Work instructions> In the entries that follow, identify the line containing "Need: one point" and return it together with all later lines, exactly as they appear.

──────── Provided records ────────

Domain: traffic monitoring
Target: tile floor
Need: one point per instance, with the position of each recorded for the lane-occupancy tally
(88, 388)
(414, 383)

────────

Problem solution>
Need: one point per instance, with the position of each recorded for the lane-occupancy tally
(88, 388)
(414, 383)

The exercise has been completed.